(Dataset records)
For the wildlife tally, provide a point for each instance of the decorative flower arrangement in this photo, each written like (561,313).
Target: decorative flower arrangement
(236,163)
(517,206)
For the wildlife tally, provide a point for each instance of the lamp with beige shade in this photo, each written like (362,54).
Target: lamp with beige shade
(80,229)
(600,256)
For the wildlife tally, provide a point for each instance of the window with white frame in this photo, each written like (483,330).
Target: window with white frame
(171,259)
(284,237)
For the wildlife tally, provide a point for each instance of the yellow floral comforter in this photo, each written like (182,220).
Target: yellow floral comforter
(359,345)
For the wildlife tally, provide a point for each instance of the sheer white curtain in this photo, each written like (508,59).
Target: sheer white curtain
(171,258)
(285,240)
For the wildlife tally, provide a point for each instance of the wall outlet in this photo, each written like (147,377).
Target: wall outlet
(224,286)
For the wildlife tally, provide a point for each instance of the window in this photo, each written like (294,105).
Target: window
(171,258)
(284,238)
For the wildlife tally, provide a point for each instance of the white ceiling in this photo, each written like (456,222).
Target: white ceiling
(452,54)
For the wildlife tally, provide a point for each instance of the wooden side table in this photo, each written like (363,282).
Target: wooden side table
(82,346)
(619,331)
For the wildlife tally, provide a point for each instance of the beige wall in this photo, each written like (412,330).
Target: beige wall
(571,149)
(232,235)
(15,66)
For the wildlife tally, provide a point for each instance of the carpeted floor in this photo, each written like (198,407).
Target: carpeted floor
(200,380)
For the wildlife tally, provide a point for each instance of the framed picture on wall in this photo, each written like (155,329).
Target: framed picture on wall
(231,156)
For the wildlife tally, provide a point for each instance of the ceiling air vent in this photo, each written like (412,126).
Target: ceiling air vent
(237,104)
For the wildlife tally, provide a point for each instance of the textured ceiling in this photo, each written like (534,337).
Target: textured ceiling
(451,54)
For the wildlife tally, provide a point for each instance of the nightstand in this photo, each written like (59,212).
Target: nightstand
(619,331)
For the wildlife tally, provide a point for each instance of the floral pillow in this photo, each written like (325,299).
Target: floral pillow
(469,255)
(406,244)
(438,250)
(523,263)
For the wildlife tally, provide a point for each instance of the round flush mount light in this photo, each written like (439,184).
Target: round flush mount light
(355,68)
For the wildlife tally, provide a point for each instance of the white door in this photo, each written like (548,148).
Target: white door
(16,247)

▶ **PROBLEM DESCRIPTION**: Please restate the data word for word, every record included.

▶ **RESULT**:
For the wildlife tally, provide a point for each instance of the decorative flower arrangement in this photo, each written like (561,313).
Target: decorative flower arrangement
(236,163)
(517,206)
For the wildlife tally, provide a point for each instance of the lamp with beige shade in this photo, each written like (362,54).
Target: lamp with beige shade
(80,229)
(600,256)
For the wildlife tally, provide a point for each instance of the window with white frame in this photo, each written like (483,330).
Target: window with white frame
(171,259)
(284,237)
For the wildlife tally, provide a point for each instance of the yellow floral comforter in this photo, each written like (182,220).
Target: yellow floral comforter
(359,345)
For the wildlife tally, provide a point for each instance of the sheer white curtain in this photo, each written like (508,59).
Target: sheer white curtain
(171,258)
(285,240)
For the wildlife tally, provide a point for each instance of the wall outlet in this photo, each written like (147,377).
Target: wall outlet
(224,286)
For the wildlife tally, provide a point for each instance of the window in this photo, each written like (294,105).
Target: window
(171,258)
(284,238)
For the wildlife tally, provide a point for each instance of the white ceiling in this photo, each written like (456,222).
Target: white ceiling
(452,54)
For the wildlife tally, provide a point for each instance of the wooden side table in this photo, each written like (363,282).
Target: wooden side table
(82,346)
(619,331)
For the wildlife tally, provide a point for each instance of the beige wall in this photo, each written like (412,330).
Target: beige wall
(571,149)
(232,235)
(15,66)
For the wildlife tally, provide a point for each instance of the carpeted floor in this photo, each written like (198,407).
Target: carpeted floor
(200,380)
For the wildlife tally, provide a point for each instance of the framed picture on wall in this photo, each written like (155,329).
Target: framed picture on wall
(231,156)
For the wildlife tally, provide a point for each instance of the ceiling air vent in this photo, each written like (412,126).
Target: ceiling air vent
(237,104)
For the wildlife tally, provide a point for each instance of the textured ceiling in this photo, each written like (534,337).
Target: textured ceiling
(451,54)
For the wildlife tally, provide a point for each instance of the nightstand in this photo, each written like (59,212).
Target: nightstand
(619,331)
For the wildlife tally, provide a point for each instance of the floral pillow in this photo, each written like (325,299).
Target: floral pillow
(469,255)
(406,244)
(438,250)
(523,263)
For the wildlife tally, provide a point for each instance of the round flush mount light in this photo, each written like (439,184).
Target: round flush mount light
(355,68)
For the wildlife tally, provide a point for each instance of the white door in this photo, each written like (548,148).
Target: white door
(16,247)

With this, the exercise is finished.